══ Material to process
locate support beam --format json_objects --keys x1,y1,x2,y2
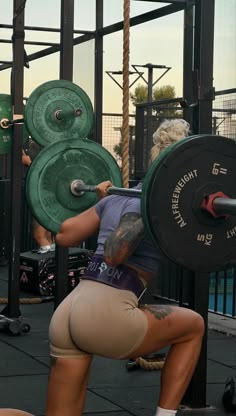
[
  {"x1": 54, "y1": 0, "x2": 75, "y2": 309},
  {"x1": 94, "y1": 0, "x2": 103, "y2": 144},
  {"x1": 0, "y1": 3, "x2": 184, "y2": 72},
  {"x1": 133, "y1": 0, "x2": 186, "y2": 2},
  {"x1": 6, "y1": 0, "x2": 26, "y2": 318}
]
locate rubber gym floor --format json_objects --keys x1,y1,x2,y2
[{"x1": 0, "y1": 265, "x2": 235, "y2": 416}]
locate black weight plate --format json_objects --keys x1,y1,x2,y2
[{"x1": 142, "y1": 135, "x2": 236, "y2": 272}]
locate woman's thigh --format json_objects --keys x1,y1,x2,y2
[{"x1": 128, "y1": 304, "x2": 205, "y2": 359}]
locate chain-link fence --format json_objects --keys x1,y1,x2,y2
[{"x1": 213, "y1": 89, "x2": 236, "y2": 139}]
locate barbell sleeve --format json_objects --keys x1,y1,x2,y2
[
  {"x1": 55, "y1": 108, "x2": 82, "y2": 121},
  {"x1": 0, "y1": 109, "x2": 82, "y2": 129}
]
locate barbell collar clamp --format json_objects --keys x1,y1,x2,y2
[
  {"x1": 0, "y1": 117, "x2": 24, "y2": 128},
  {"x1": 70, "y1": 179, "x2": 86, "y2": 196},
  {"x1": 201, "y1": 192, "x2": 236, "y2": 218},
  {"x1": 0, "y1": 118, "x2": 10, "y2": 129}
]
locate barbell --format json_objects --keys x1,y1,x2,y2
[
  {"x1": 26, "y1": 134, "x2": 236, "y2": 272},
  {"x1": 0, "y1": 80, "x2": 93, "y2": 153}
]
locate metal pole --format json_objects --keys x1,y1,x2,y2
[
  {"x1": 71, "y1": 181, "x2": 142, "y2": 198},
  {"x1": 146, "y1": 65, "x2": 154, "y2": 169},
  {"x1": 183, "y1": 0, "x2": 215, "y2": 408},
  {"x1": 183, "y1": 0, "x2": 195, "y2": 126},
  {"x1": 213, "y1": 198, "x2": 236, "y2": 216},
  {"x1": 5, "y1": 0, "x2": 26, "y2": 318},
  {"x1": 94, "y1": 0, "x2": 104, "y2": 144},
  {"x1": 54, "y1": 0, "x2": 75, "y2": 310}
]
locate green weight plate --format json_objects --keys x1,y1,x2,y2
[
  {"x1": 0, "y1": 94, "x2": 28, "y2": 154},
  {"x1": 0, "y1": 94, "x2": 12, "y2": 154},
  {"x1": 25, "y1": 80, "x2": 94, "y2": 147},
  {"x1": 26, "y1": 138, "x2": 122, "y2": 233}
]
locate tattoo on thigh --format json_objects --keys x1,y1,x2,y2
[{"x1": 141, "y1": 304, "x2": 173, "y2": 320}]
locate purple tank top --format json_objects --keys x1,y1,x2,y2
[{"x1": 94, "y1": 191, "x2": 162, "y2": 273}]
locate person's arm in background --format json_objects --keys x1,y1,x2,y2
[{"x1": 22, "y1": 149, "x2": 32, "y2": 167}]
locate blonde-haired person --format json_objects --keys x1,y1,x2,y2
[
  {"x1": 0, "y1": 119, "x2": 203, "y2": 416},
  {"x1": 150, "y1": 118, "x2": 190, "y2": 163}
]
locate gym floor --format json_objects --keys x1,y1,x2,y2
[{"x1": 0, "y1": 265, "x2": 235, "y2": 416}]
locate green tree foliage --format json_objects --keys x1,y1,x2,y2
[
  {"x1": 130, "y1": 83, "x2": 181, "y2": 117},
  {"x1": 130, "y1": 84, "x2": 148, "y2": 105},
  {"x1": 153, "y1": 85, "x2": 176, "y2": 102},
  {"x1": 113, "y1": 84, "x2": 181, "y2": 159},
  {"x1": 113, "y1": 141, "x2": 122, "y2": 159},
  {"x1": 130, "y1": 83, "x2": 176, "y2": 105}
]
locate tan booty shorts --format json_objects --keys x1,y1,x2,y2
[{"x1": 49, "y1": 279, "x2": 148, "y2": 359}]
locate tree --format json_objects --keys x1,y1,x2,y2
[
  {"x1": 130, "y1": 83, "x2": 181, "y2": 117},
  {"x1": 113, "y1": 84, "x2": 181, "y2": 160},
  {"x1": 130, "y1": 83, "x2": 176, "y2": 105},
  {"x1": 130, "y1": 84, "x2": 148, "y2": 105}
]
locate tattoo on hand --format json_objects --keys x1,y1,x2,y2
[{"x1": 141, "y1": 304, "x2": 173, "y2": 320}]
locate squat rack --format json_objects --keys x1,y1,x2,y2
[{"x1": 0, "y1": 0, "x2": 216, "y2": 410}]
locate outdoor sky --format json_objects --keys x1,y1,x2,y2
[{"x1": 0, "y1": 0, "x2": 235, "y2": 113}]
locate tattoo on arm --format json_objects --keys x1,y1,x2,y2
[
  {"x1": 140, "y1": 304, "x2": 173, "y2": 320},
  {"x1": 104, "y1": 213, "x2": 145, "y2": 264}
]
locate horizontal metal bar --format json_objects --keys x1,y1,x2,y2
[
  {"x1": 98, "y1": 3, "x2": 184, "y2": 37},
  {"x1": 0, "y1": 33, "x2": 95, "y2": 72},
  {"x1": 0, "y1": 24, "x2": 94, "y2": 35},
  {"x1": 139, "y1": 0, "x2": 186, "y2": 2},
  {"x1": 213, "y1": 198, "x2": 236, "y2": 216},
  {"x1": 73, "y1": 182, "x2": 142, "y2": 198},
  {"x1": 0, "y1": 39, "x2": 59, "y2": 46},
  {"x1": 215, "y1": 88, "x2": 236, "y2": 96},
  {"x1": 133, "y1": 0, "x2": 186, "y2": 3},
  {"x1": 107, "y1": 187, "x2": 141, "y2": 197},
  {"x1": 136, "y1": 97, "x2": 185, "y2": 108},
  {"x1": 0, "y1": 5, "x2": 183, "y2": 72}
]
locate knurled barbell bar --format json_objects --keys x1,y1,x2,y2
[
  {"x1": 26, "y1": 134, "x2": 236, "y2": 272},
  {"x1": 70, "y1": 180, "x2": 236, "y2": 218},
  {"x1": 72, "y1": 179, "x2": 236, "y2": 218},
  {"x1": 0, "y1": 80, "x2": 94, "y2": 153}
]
════
• [What the task asks] The listing above must be restated word for word. Its pictures are to be left out.

• [Reply]
locate support beam --format json_objects --keys x1,y1,x2,y2
[
  {"x1": 54, "y1": 0, "x2": 75, "y2": 309},
  {"x1": 94, "y1": 0, "x2": 103, "y2": 144},
  {"x1": 0, "y1": 3, "x2": 184, "y2": 72},
  {"x1": 133, "y1": 0, "x2": 186, "y2": 2},
  {"x1": 6, "y1": 0, "x2": 26, "y2": 318}
]
locate rubber gym floor --format json_objects --keys x1,y1,x2,y2
[{"x1": 0, "y1": 265, "x2": 235, "y2": 416}]
locate black weight plate --format json_objects --keys x1,y1,x2,y2
[{"x1": 142, "y1": 135, "x2": 236, "y2": 272}]
locate woman's thigh --format json_objects --keys x1,y1,x2,y2
[{"x1": 128, "y1": 304, "x2": 205, "y2": 359}]
locate chain-link fence --format json_objects --keys x1,y1,x2,y2
[{"x1": 213, "y1": 89, "x2": 236, "y2": 139}]
locate barbell sleeve --format json_objects --keys x1,y1,x2,y2
[
  {"x1": 55, "y1": 108, "x2": 82, "y2": 121},
  {"x1": 0, "y1": 109, "x2": 82, "y2": 129}
]
locate barbell collar clamp --format json_objects --keys x1,y1,x2,y2
[
  {"x1": 0, "y1": 117, "x2": 24, "y2": 128},
  {"x1": 70, "y1": 179, "x2": 86, "y2": 196},
  {"x1": 201, "y1": 192, "x2": 236, "y2": 218},
  {"x1": 0, "y1": 118, "x2": 10, "y2": 129}
]
locate barbell --format json_objects --keys x1,y1,x2,y2
[
  {"x1": 26, "y1": 134, "x2": 236, "y2": 272},
  {"x1": 0, "y1": 80, "x2": 93, "y2": 153}
]
locate metal pole --format json_objects --keys x1,y1,x2,y2
[
  {"x1": 71, "y1": 181, "x2": 142, "y2": 198},
  {"x1": 146, "y1": 65, "x2": 154, "y2": 169},
  {"x1": 183, "y1": 0, "x2": 215, "y2": 408},
  {"x1": 183, "y1": 0, "x2": 195, "y2": 126},
  {"x1": 213, "y1": 198, "x2": 236, "y2": 216},
  {"x1": 5, "y1": 0, "x2": 26, "y2": 318},
  {"x1": 94, "y1": 0, "x2": 104, "y2": 144},
  {"x1": 54, "y1": 0, "x2": 75, "y2": 310}
]
locate green weight plate --format json_objects --keys x1,y1,x2,y2
[
  {"x1": 0, "y1": 94, "x2": 28, "y2": 154},
  {"x1": 0, "y1": 94, "x2": 12, "y2": 154},
  {"x1": 25, "y1": 80, "x2": 94, "y2": 147},
  {"x1": 26, "y1": 138, "x2": 122, "y2": 233}
]
locate tattoo on thigh --format json_objects --keys x1,y1,x2,y2
[{"x1": 141, "y1": 304, "x2": 173, "y2": 320}]
locate purple tank top --format json_objects --keys x1,y1,x2,y2
[{"x1": 94, "y1": 191, "x2": 162, "y2": 273}]
locate person's arm in background --format json_objects --keys x1,y1,x2,y2
[{"x1": 22, "y1": 149, "x2": 32, "y2": 167}]
locate blonde-haired person --format json_objects --keys x1,y1,x2,y2
[
  {"x1": 0, "y1": 119, "x2": 203, "y2": 416},
  {"x1": 150, "y1": 118, "x2": 190, "y2": 163}
]
locate gym floor --format json_objects --keys x1,y1,x2,y2
[{"x1": 0, "y1": 265, "x2": 235, "y2": 416}]
locate green tree foliage --format json_objects --keys x1,y1,x2,y2
[
  {"x1": 130, "y1": 83, "x2": 181, "y2": 117},
  {"x1": 130, "y1": 84, "x2": 148, "y2": 105},
  {"x1": 153, "y1": 85, "x2": 176, "y2": 102},
  {"x1": 113, "y1": 84, "x2": 181, "y2": 159},
  {"x1": 113, "y1": 141, "x2": 122, "y2": 159},
  {"x1": 130, "y1": 83, "x2": 176, "y2": 105}
]
locate tan booty shorts --format json_objects --keys x1,y1,x2,y2
[{"x1": 49, "y1": 279, "x2": 148, "y2": 359}]
locate tree --format json_objects --keys x1,y1,x2,y2
[
  {"x1": 130, "y1": 83, "x2": 181, "y2": 117},
  {"x1": 113, "y1": 84, "x2": 181, "y2": 160},
  {"x1": 130, "y1": 83, "x2": 176, "y2": 105},
  {"x1": 130, "y1": 84, "x2": 148, "y2": 105}
]
locate tattoo on hand --format json_objects --keys x1,y1,x2,y2
[{"x1": 141, "y1": 304, "x2": 173, "y2": 320}]
locate squat rack --format json_objects --keys x1,y1,x2,y2
[{"x1": 0, "y1": 0, "x2": 216, "y2": 410}]
locate outdoor sky --format json_objects --keys x1,y1,x2,y2
[{"x1": 0, "y1": 0, "x2": 235, "y2": 113}]
locate tattoo on arm --format json_objects --keys x1,y1,x2,y2
[
  {"x1": 140, "y1": 304, "x2": 173, "y2": 320},
  {"x1": 104, "y1": 213, "x2": 145, "y2": 264}
]
locate horizontal metal bar --format json_objects --keys x1,y1,x2,y2
[
  {"x1": 98, "y1": 3, "x2": 184, "y2": 37},
  {"x1": 0, "y1": 33, "x2": 95, "y2": 72},
  {"x1": 0, "y1": 24, "x2": 94, "y2": 35},
  {"x1": 139, "y1": 0, "x2": 186, "y2": 2},
  {"x1": 213, "y1": 198, "x2": 236, "y2": 216},
  {"x1": 73, "y1": 182, "x2": 142, "y2": 198},
  {"x1": 0, "y1": 39, "x2": 59, "y2": 46},
  {"x1": 215, "y1": 88, "x2": 236, "y2": 96},
  {"x1": 133, "y1": 0, "x2": 186, "y2": 3},
  {"x1": 107, "y1": 187, "x2": 141, "y2": 197},
  {"x1": 136, "y1": 97, "x2": 185, "y2": 108},
  {"x1": 0, "y1": 5, "x2": 183, "y2": 72}
]
locate knurled barbell bar --format json_objects --keys x1,y1,x2,y2
[
  {"x1": 26, "y1": 134, "x2": 236, "y2": 272},
  {"x1": 70, "y1": 180, "x2": 236, "y2": 218},
  {"x1": 72, "y1": 179, "x2": 236, "y2": 218},
  {"x1": 0, "y1": 80, "x2": 94, "y2": 153}
]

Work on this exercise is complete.